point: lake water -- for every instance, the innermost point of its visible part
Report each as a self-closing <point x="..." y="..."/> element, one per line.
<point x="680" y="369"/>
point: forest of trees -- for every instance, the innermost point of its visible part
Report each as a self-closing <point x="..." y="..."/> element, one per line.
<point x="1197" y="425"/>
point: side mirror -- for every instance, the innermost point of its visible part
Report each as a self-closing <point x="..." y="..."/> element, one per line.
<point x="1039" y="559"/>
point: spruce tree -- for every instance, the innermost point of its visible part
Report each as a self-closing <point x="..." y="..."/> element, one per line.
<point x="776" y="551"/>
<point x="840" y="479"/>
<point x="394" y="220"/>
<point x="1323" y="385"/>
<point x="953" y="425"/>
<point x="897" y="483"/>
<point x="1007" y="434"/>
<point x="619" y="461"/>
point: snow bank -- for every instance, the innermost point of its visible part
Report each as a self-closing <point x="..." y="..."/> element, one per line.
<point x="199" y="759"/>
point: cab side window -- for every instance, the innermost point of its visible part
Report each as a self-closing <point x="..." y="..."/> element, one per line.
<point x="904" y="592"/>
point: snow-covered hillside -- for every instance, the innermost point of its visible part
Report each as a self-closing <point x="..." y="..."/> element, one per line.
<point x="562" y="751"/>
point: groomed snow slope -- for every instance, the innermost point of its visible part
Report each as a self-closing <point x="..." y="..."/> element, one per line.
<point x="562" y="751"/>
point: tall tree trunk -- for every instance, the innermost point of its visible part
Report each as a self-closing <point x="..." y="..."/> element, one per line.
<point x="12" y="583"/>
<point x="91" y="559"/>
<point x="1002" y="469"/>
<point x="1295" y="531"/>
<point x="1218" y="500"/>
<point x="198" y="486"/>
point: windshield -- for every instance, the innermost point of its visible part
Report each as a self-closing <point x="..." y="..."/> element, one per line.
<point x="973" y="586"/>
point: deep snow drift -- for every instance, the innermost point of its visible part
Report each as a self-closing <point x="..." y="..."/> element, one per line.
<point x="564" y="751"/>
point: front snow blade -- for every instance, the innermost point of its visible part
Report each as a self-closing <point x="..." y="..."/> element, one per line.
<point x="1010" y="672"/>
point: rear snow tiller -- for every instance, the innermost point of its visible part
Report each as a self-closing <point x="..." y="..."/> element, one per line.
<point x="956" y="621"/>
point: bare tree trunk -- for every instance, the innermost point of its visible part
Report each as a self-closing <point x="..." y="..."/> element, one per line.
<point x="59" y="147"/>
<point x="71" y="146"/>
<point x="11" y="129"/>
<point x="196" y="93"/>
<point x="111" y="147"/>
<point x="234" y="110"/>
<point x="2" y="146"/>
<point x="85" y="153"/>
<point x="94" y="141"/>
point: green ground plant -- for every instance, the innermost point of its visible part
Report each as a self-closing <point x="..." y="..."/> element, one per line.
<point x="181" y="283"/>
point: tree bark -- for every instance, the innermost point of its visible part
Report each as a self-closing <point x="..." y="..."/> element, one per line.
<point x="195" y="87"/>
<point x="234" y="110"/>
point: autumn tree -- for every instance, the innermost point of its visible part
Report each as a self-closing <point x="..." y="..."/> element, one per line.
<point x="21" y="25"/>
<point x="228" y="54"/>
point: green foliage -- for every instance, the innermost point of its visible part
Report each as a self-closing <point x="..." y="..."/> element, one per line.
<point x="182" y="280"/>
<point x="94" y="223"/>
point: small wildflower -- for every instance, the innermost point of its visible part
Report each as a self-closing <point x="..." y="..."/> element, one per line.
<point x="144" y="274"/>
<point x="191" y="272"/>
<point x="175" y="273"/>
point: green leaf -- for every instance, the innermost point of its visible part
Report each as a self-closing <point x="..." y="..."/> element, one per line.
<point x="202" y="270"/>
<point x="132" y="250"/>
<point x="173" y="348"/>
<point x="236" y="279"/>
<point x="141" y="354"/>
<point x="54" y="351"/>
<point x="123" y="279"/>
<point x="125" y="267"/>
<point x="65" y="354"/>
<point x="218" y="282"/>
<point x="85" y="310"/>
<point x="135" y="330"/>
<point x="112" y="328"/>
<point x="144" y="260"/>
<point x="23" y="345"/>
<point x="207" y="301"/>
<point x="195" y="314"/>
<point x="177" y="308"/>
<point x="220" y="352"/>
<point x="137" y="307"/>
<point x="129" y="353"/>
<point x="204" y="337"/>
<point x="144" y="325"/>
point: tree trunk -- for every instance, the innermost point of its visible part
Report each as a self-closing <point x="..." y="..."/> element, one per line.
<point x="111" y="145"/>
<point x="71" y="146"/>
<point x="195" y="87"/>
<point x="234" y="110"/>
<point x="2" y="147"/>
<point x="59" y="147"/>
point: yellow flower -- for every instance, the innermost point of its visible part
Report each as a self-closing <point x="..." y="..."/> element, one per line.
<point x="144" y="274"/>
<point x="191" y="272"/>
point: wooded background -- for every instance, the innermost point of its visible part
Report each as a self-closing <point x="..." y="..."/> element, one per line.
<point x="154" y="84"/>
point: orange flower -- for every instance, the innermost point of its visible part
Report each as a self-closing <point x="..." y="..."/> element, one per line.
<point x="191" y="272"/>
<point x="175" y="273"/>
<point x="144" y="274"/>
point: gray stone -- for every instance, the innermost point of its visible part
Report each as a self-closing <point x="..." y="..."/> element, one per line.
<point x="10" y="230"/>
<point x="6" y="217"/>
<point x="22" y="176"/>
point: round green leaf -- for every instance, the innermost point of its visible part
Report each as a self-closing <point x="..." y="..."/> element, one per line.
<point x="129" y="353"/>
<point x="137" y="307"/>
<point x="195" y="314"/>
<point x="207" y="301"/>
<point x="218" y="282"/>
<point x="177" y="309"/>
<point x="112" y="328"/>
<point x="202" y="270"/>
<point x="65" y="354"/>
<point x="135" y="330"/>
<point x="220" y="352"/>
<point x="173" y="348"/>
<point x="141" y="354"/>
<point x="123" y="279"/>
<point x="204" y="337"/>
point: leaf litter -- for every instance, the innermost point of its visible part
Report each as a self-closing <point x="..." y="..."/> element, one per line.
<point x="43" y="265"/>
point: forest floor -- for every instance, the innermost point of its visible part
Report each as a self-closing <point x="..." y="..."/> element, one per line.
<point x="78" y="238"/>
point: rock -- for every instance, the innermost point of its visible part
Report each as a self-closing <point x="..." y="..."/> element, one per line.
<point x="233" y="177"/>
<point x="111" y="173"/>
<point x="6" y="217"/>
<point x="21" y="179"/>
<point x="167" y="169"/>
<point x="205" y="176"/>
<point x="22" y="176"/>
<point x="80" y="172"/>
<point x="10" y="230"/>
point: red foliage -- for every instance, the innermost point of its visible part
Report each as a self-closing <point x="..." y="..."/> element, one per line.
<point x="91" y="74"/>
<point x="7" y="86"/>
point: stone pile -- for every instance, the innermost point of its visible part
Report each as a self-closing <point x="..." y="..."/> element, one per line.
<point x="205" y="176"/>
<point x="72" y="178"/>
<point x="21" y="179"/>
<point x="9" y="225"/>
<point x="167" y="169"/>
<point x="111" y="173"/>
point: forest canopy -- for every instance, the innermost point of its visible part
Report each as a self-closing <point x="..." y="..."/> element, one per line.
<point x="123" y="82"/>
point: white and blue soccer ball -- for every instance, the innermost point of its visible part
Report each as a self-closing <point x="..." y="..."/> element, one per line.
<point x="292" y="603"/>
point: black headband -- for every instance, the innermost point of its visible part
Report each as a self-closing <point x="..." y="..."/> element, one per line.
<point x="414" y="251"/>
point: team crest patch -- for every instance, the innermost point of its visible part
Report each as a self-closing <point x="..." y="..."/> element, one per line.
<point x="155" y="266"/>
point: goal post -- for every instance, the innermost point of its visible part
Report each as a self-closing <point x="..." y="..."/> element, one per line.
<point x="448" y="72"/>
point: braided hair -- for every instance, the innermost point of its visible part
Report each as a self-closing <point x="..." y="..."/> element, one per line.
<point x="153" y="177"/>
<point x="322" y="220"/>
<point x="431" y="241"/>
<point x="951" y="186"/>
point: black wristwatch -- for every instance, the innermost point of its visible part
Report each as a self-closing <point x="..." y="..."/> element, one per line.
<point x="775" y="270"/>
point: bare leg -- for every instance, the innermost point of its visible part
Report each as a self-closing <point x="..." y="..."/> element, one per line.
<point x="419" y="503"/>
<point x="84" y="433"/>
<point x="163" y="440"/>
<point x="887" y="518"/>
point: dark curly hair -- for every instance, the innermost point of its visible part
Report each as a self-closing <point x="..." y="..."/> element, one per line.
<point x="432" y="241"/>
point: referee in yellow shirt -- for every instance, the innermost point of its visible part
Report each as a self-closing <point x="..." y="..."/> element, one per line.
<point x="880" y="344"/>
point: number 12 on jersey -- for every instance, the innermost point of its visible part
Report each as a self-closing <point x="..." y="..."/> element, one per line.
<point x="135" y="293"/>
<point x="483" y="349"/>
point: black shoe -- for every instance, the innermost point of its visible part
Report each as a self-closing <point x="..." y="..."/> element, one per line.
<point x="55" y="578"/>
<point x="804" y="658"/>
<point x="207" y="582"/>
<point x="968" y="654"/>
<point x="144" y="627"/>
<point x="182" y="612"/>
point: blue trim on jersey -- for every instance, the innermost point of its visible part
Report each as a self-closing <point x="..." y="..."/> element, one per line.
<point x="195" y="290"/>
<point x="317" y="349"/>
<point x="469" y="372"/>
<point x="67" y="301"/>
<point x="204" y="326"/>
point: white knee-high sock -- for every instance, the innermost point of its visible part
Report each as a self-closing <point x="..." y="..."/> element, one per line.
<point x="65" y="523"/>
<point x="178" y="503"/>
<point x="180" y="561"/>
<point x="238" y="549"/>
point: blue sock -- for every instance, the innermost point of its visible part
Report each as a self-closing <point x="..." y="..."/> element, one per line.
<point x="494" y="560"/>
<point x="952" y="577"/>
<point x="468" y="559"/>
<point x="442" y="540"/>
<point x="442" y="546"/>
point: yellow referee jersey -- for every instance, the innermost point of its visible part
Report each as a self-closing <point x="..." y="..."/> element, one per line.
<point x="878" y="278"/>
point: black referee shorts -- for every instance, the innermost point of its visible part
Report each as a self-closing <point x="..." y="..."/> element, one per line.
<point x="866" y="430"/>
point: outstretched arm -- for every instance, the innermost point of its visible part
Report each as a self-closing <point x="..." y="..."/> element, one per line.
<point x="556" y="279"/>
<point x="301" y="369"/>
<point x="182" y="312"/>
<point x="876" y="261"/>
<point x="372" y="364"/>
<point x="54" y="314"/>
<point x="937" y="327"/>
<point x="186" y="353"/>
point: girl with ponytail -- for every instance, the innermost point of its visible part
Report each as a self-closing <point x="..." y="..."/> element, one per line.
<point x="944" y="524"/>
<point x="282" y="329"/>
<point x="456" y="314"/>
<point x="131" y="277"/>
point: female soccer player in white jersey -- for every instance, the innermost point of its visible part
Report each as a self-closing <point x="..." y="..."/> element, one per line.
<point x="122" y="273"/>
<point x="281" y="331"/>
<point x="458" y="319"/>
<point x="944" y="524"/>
========================================================================
- [GOAL OF THE EXERCISE]:
Return verbatim everything from the line containing "point: white knee-high" down to the last line of the items, including both ends.

- [THE RESULT]:
point: white knee-high sock -- for every instance, the innermost point of its visible part
Report each as a self-closing <point x="..." y="..."/> element, one per line.
<point x="65" y="523"/>
<point x="178" y="503"/>
<point x="180" y="561"/>
<point x="238" y="549"/>
point: blue sock -- for every instance, the innermost point of its visible part
Report each as a self-closing <point x="..." y="..."/> element, one per line.
<point x="494" y="560"/>
<point x="952" y="577"/>
<point x="468" y="559"/>
<point x="442" y="540"/>
<point x="442" y="546"/>
point: yellow referee jersey -- for every instance, the innermost point of its visible part
Report each as a self-closing <point x="..." y="..."/> element, one per line.
<point x="878" y="278"/>
point: black referee shorts -- for every instance, the innermost point of its visible part
Report each as a self-closing <point x="..." y="..."/> element, one per line.
<point x="866" y="430"/>
point: outstretched arm -- for every instance, the innermost point of its visible part
Report each as a self-closing <point x="..." y="..."/> element, one per line.
<point x="556" y="279"/>
<point x="301" y="369"/>
<point x="182" y="312"/>
<point x="876" y="261"/>
<point x="372" y="364"/>
<point x="54" y="314"/>
<point x="937" y="327"/>
<point x="186" y="353"/>
point: girl with ponytail -- for every instance, the innermost point of its visible part
Report each as a self-closing <point x="..." y="..."/> element, one per line.
<point x="944" y="524"/>
<point x="282" y="329"/>
<point x="456" y="314"/>
<point x="131" y="277"/>
point: female soccer player in white jersey -- for every instance, the innermost point of its visible part
Report each as a self-closing <point x="..." y="..."/> element, one per line.
<point x="122" y="273"/>
<point x="281" y="331"/>
<point x="458" y="319"/>
<point x="944" y="524"/>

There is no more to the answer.